▶ [SOURCE EXTRACT]:

========================================================================

12.2 The Discretionary and Subjective Events of Default
This is where the analysis becomes critical. Several Events of Default typically seen in CLA are not triggered by objective, verifiable facts – they are triggered by the banks’ subjective assessment of a situation:
| The “Opinion” Clauses: Sweeping Discretionary Power Three Events of Default are explicitly triggered by what the banks “believe” or their “opinion” of the situation, rather than any objectively measurable breach. One clause triggers a default if an extraordinary situation arises which, in the opinion of the Participating Banks, makes it improbable that the borrower can perform its obligations – and explicitly states that the banks’ opinion in this regard is conclusive, final, and binding on the developer. Another triggers default if circumstances give reasonable grounds in the banks’ opinion to believe the borrower may be unable to pay. A third triggers default upon any event that, in the banks’ opinion, may affect the ability or willingness of the borrower to comply with its obligations. The developer has no objective standard to defend against these clauses. |
The “Material Adverse Change” (MAC) clause is the broadest of these. It allows the banks to withhold any drawdown – essentially freezing the project’s financing – if any event occurs or circumstance arises which, in the reasonable opinion of the Lead Bank, constitutes a material adverse change in Nepal’s or the international financial, economic or political conditions, or in the business or financial condition of the borrower. The developer has no right to dispute the Lead Bank’s assessment of what constitutes a material adverse change.

========================================================================

▶ [WORK TO COMPLETE]:
**A)** Answer these questions using the passage on discretionary events of default:
(i) How many Events of Default does the passage say are explicitly triggered by what the banks "believe" or their "opinion"?
(ii) Which clause does the passage call the broadest of these?
(iii) Under that clause, whose reasonable opinion decides whether a material adverse change has occurred?
**B)** Translate this sentence from the passage on discretionary events of default into Spanish: "The developer has no objective standard to defend against these clauses."

========================================================================

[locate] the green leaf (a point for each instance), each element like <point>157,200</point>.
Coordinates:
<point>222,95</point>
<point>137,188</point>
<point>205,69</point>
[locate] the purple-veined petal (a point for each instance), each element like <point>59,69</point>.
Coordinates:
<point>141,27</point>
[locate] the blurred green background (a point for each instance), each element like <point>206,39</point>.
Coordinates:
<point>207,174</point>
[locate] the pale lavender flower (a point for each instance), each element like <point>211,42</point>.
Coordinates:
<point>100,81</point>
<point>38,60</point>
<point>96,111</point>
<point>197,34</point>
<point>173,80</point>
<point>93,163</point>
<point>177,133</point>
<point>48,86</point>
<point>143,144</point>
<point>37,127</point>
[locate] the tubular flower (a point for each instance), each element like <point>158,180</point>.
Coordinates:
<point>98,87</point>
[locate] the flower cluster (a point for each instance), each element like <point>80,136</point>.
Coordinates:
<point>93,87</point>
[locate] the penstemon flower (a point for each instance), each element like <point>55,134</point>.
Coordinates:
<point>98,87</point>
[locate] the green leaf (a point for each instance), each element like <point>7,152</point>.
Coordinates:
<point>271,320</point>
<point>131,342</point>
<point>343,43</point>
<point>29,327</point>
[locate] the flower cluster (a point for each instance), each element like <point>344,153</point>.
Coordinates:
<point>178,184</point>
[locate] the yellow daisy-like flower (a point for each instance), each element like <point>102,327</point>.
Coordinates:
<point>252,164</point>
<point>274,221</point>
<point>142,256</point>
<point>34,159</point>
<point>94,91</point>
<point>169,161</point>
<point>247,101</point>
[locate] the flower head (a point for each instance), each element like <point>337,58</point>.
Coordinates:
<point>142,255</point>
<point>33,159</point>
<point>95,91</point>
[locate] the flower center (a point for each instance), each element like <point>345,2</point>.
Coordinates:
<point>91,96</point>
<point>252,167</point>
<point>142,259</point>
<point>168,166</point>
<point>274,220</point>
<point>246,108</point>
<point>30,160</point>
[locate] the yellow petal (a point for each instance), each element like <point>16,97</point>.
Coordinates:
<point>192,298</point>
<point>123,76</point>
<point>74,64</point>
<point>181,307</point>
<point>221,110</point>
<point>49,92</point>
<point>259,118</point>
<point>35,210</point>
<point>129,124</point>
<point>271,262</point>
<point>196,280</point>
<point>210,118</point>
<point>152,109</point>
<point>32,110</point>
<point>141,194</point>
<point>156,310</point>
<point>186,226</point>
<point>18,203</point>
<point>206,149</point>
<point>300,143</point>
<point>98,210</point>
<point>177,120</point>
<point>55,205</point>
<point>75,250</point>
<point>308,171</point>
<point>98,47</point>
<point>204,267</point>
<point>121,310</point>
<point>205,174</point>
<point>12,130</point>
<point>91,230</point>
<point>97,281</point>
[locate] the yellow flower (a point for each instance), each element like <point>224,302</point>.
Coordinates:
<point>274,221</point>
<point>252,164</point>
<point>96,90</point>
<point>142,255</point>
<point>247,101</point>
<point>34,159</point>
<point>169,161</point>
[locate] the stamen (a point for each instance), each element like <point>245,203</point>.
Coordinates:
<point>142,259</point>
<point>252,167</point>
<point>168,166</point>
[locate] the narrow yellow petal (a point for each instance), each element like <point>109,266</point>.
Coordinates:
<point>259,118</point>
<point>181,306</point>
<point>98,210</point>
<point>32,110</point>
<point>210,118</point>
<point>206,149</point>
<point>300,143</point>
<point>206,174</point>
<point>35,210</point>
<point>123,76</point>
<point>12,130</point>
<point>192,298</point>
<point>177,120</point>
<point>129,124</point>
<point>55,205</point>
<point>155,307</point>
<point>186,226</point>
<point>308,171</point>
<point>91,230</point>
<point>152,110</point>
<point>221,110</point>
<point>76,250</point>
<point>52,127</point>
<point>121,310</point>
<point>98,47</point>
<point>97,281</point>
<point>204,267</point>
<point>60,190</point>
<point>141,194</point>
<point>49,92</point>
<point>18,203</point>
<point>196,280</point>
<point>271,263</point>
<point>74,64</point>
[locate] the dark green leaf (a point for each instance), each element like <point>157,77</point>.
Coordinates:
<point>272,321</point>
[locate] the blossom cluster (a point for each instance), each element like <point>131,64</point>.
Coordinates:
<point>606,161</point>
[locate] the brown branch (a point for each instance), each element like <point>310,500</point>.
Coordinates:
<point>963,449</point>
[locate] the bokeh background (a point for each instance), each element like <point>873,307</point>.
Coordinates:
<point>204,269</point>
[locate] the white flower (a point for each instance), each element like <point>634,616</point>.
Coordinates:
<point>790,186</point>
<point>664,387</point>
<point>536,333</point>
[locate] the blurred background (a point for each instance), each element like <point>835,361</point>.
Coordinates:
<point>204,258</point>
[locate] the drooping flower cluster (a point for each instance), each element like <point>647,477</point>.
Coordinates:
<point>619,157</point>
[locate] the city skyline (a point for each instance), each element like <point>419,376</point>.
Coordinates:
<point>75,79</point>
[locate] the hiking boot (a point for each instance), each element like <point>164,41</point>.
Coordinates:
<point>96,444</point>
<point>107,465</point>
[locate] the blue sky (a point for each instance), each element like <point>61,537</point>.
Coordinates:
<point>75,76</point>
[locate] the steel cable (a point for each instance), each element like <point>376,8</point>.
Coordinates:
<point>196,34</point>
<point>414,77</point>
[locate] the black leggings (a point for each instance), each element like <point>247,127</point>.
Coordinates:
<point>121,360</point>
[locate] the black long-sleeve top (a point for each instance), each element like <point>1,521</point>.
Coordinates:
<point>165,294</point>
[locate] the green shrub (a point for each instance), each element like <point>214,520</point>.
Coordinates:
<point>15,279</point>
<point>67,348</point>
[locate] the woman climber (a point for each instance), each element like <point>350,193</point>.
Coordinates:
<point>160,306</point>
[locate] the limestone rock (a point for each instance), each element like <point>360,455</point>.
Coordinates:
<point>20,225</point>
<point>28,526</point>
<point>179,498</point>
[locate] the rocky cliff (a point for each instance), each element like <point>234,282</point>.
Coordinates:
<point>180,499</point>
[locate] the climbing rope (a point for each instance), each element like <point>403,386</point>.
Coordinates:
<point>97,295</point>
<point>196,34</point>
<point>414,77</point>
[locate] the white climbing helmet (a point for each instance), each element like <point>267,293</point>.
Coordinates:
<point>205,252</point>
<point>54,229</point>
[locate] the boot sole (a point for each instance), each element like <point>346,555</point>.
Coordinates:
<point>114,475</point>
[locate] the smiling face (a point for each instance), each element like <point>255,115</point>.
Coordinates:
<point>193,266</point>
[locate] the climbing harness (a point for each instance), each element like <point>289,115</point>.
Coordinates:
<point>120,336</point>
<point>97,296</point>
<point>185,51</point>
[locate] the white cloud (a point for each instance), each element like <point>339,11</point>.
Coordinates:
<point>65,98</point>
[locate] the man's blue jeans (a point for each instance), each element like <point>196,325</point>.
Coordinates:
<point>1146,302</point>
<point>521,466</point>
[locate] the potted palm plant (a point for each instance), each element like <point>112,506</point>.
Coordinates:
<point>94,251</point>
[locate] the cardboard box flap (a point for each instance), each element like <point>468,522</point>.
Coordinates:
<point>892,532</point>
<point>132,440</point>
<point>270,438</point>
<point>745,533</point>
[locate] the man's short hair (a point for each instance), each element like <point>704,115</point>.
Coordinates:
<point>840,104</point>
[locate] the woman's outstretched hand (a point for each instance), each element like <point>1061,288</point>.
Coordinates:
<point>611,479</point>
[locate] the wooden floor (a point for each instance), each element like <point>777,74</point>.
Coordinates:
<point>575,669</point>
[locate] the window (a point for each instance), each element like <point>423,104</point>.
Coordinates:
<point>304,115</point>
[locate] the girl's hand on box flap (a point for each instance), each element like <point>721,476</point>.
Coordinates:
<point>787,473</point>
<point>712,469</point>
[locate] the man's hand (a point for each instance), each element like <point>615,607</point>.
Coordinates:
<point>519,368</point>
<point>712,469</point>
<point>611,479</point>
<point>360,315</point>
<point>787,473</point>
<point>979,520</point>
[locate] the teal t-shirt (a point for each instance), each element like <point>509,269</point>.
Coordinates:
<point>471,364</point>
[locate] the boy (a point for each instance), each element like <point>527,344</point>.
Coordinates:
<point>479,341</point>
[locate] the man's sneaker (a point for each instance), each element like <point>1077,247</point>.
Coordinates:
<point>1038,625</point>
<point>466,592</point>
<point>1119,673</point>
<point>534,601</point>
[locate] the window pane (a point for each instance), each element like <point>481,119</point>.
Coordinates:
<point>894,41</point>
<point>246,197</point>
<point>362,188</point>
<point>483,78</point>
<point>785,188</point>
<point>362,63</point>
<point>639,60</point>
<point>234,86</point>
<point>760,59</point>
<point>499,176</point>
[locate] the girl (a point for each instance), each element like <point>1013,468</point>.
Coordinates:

========================================================================

▶ [TASK SOLUTIONS]:
**A)**
(i) Three.
(ii) The "Material Adverse Change" (MAC) clause.
(iii) The Lead Bank's.

**B)** El desarrollador no tiene ningún criterio objetivo para defenderse frente a estas cláusulas.